-- What is being asked --
Rewrite the lines below, swapping every "set one pin" for "place one dot" and leaving everything else the same.

-- Provided data --
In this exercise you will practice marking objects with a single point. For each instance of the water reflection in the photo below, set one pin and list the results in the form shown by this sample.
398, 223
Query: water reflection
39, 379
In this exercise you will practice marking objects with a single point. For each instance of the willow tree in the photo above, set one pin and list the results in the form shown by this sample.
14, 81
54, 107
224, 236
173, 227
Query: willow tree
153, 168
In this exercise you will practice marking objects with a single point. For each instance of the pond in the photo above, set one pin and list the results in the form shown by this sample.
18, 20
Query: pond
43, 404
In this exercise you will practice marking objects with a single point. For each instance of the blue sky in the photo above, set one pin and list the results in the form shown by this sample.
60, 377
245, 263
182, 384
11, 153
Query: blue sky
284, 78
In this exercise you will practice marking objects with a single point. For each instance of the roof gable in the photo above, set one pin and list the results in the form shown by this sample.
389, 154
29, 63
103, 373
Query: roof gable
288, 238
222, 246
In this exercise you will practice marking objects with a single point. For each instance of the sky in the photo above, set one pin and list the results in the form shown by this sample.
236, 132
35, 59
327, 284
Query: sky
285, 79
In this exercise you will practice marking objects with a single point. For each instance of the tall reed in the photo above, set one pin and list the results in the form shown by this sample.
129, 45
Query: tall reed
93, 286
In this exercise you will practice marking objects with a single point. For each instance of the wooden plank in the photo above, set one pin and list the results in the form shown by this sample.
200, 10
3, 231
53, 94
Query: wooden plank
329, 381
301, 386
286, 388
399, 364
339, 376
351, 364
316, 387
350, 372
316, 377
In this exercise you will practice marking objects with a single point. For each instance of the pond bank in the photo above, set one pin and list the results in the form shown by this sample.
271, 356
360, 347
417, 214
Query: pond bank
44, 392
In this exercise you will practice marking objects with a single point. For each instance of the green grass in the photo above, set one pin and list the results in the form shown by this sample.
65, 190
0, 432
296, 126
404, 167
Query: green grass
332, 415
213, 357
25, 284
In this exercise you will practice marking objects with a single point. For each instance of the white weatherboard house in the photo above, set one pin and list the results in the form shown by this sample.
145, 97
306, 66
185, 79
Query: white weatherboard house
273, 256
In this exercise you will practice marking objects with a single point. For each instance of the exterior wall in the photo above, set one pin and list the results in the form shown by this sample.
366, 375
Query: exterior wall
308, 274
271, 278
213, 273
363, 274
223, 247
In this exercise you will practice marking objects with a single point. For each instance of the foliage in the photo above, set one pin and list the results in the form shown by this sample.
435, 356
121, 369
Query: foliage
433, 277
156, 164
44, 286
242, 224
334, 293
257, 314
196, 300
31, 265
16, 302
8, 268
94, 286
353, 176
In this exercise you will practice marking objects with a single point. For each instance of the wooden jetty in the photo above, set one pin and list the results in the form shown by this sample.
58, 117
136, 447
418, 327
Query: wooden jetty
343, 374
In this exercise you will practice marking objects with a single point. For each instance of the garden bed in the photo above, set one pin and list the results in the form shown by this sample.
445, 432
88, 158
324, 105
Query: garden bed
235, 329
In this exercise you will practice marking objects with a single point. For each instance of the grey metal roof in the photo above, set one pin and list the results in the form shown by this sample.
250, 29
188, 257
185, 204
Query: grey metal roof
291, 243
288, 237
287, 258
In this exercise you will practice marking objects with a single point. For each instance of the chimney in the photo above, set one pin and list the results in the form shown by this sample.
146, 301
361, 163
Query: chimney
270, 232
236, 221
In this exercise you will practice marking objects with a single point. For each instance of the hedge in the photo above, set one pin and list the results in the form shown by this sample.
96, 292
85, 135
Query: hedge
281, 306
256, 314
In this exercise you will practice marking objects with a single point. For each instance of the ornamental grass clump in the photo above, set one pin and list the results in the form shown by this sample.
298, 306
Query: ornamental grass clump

-- Finished exercise --
In this exercise you will practice marking objects with a single point. For each instance of the water reflection in the photo below, place one dot and list the results in the form shown by this sample.
398, 223
Query: water reflection
39, 379
In this exercise you will practice marking objects with a single point. For each instance of the willow tree in the photo above, place one dot and list the results in the form shown by this sample.
14, 81
54, 107
224, 236
173, 227
Query: willow tree
153, 168
In this exercise you will practice marking objects with a single point. For each instance of the pond in the photo above, place one dot and list the results in the form shown by this sample.
18, 20
Query: pond
43, 404
In this exercise you will practice marking objects with a single point. For each instance of the blue sky in the photo above, place one dot and list the results in the form shown by this sample.
60, 377
245, 263
182, 384
11, 153
Query: blue sky
284, 78
In this exercise you will practice marking objects with a single point. For each instance of the roof gable in the photo above, place one dot and list the results in the form shown by this sample.
389, 154
29, 63
103, 373
Query: roof gable
288, 238
222, 246
In this exercise you will practice marking objects with a single point. For each instance of the sky in the photo above, place one dot and list the results in the form shown by this sample.
236, 132
35, 59
327, 284
Query: sky
285, 79
In this exercise you will practice marking objects with a single point. For each instance of the tall reed in the photo above, place one dot and list the results in the form shown by this sample.
129, 45
Query: tall reed
93, 286
In this exercise you will practice marking objects with a single point. For each instance of the wooden plank in the photo above, place one dot and list the results in the form shown by this sample.
200, 10
3, 231
53, 94
Query: wooden plank
329, 381
301, 386
286, 388
399, 364
339, 376
351, 364
316, 387
350, 372
316, 377
In this exercise you will practice marking objects with a single point. For each instance of the pond bank in the photo above, place one dot and list the results in the form shown by this sample.
271, 356
360, 347
417, 214
Query: pond bank
44, 392
In this exercise you will practice marking objects with a single point. For each instance of the green grass in the photo above, place one dot and list the results in the form shown by this sample.
65, 190
0, 432
296, 126
404, 167
Query: green grass
332, 415
213, 357
25, 284
In this exercise you will practice marking objects with a single point. For each instance of the white weatherboard house in the photo above, place one dot and list the results in the form shown by this sample.
145, 97
306, 66
185, 79
Query: white weatherboard house
273, 256
In this exercise you will practice marking objects with a single point. For each instance of the exterior wall in the photo above, place one dot and list the results in the form shown by this sample.
366, 375
Query: exterior wall
308, 274
271, 278
213, 273
363, 274
223, 247
In this exercise you will practice marking objects with a single point. For each instance of the foliage in the photo above, place one dot and list the results in the form shown by this sample.
435, 356
121, 369
Query: foliage
433, 277
156, 164
44, 286
242, 224
334, 293
257, 314
196, 300
31, 265
16, 302
8, 268
94, 286
353, 176
In this exercise you will practice marking objects with a single point. For each instance of the wooden jetty in the photo above, place one dot and list the results in the form shown by this sample.
58, 117
136, 447
418, 327
Query: wooden jetty
343, 374
In this exercise you will practice marking objects with a single point. For each instance of the garden bed in the photo above, place one dot and list the results in the form shown by this sample.
445, 432
88, 158
324, 105
Query: garden bed
235, 329
In this exercise you will practice marking objects with a single point. For each instance of the grey metal roof in the photo above, place one dot and list the results in the form shown by this sample.
250, 29
188, 257
185, 204
Query: grey metal roof
291, 243
288, 237
287, 258
In this exercise you will practice marking objects with a single point. For each instance of the chimney in the photo above, place one dot and list the results in the form shown by this sample.
146, 301
361, 163
Query: chimney
270, 232
236, 221
In this exercise you will practice marking objects with a single point. For each instance of the hedge in the photo above, place one dot and list the results in the form shown by this sample.
96, 292
85, 135
Query: hedge
281, 306
256, 314
In this exercise you will practice marking objects with a single point. For each instance of the ornamental grass clump in the photo above, place one dot and list the results in the form shown by this sample.
298, 306
Query: ornamental grass clump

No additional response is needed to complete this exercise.